Today’s post features an interview with Nina Studer, a UK-based historian. Nina focuses on the history of medicine and colonial medicine in Middle East and North Africa.
Nina recently authored ‘’The native is indeed a born addict, but so far he has not yet found his true poison’: Psychiatric theories on overconsumption and race in the colonial Maghreb‘ in the upcoming Fall 2022 issue of the Social History of Alcohol and Drugs. Find out more about Nina’s background, article and future research plans in this interview.
Please tell readers a little bit about yourself:
So, I’m a historian. And I’ve studied the history of the Middle East and North Africa, and studied Arabic. But I’ve always been interested in the history of medicine. So from when I wrote my masters, I started getting into colonial medicine. I wrote my PhD on how French colonial psychiatrists wrote about Muslim women in North Africa. And while I was doing my research on women, I came across all these bizarre psychiatric diagnoses that French colonial psychiatrists used for North Africans. For example, “tea-ism,” “coffee-ism” and “addiction to spices,” and all these bizarre things. I got really fascinated with these diagnoses because they were mostly applied to North Africans. And since then, I’ve just been fascinated by the topic of drinking – including alcohol and other drinks, soft drinks, etc, and how that was viewed, described and used in a colonial context to justify racial hierarchies.
What led you to writing this article that you are publishing in SHAD?
So French colonial psychiatrists believed that North Africans were “immoderate” in their consumption of anything, and immoderate in their behavior. So they were sexually immoderate. They were immoderate in how much they slept. They were immoderate in everything they did. But they were especially immoderate in their consumption. They believed that North Africans could get addicted to basically any substance. And I was trying to just delve into this idea of them framing North Africans as “born addicts,” like they just have to find the poison that suits them best and then they will be dangerous to North African society. I’ve been fascinated by this idea of how several races in the North African context were innately immoderate and that made everything that fell into their hands dangerous, even the most harmless substances, like tea for example.
Explain your article in a way that your bartender won’t find boring?

# PROVIDED DATA:
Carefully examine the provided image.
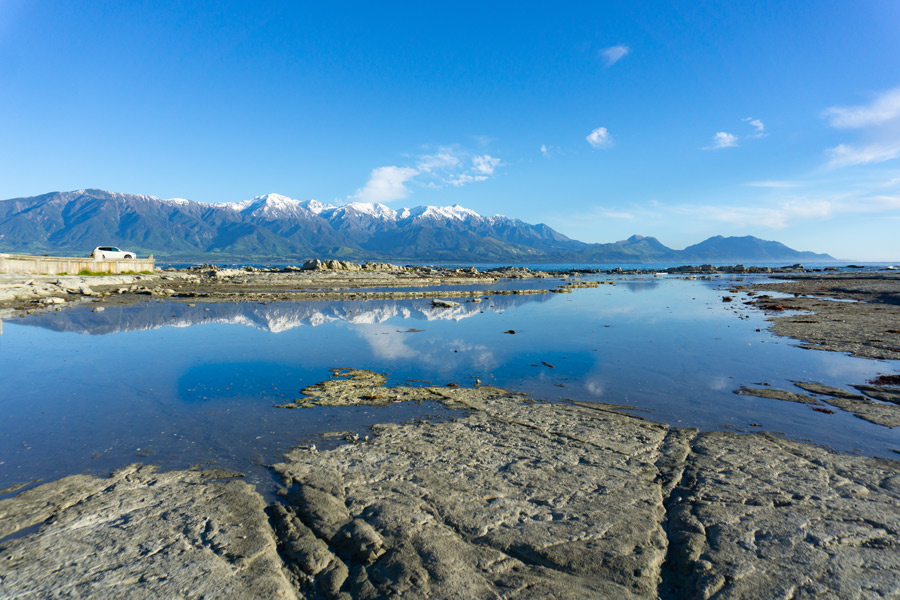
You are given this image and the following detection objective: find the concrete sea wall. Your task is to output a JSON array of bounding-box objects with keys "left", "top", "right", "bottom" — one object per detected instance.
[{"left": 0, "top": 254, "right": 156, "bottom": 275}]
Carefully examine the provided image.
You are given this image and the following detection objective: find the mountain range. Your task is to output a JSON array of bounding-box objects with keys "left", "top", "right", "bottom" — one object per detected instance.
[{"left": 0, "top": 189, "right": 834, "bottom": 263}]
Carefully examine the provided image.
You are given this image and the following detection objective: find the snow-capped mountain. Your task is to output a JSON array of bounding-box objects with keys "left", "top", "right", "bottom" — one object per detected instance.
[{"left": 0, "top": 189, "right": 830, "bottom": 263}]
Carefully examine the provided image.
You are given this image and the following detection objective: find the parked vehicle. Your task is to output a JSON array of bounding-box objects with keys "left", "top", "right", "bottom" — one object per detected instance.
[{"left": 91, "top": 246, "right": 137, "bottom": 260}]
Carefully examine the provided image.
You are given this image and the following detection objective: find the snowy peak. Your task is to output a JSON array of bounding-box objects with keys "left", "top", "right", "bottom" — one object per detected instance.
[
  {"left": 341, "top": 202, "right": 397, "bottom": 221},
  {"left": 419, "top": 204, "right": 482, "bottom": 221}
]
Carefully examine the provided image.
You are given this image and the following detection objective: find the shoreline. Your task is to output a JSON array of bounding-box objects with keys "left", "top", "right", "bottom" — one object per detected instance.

# TASK DIRECTIONS:
Continue the interview with historian Nina Studer from the point where it stops.

# RESPONSE TO THE EXERCISE:
There was a colonial psychiatrist, Pierre Maréschal, who wrote about this idea that North Africans were “born addicts” and he said that civilized French people can consume all these substances without any problems, because we are civilized and we are moderate. So he equates moderation with civilization and these North Africans, these primitives, they can’t – and so any substance in their hands can turn them into addicts. They’re born addicts. And the problem with their addiction is that they always turn violent. I’ve taken this paper that he’s given as a starting point. And from there, I’ve just looked at the context of other people writing and other theories at the time, and I’ve incorporated it into the wider psychiatric theory of the primitive mentality of almost all Africans, that was propagated by the psychiatric school in North Africa called the École d’Alger, and which one of the core tenants of this school was the idea of immoderation shared by all primitives.
In this article I’ve been looking at the consumption of hashish, alcohol and heroin as the three substances that were most commonly described as harmful addictions in the North African context. And all of them are interesting to me because the French attributed nationalities to these three substances – so that defined hashish, or cannabis, as the North African substance, even though it was also consumed by the French, alcohol as the French substance, even though it was also consumed by loads of North Africans, and heroin as a foreign substance that was introduced into the North African context by outside forces. And these outside forces, knowing that the North Africans were born addicts, imported heroin in order to damage the French colony. So I’ve just looked at these three discourses and this hierarchy of addictive substances that they created in the North African contexts.
Did you uncover anything particularly interesting or surprising during your work on this project?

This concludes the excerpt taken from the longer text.